**EXERCISE OBJECTIVE**
From the line with "Target: produce crate" through the line with "Annotate the paper", inclusive, return each line of the data below exactly and leave the rest out.

**MATERIAL SUPPLIED**

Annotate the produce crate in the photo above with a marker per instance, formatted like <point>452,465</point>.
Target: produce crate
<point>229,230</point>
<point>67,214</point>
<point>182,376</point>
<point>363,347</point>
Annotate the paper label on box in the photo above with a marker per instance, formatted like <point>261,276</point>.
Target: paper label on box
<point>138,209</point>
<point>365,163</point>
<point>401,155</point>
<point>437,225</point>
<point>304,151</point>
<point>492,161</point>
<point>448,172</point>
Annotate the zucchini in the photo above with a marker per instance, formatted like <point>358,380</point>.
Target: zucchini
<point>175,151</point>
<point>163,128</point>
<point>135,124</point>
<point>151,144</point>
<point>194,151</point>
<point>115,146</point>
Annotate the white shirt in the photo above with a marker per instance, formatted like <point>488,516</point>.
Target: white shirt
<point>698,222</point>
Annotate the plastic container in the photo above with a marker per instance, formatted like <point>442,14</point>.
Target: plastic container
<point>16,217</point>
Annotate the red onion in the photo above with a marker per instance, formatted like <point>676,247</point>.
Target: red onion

**RESPONSE BELOW**
Target: produce crate
<point>229,230</point>
<point>67,214</point>
<point>182,376</point>
<point>363,347</point>
Annotate the paper label on box in the photo above with a marker per instance, formatted like <point>261,276</point>.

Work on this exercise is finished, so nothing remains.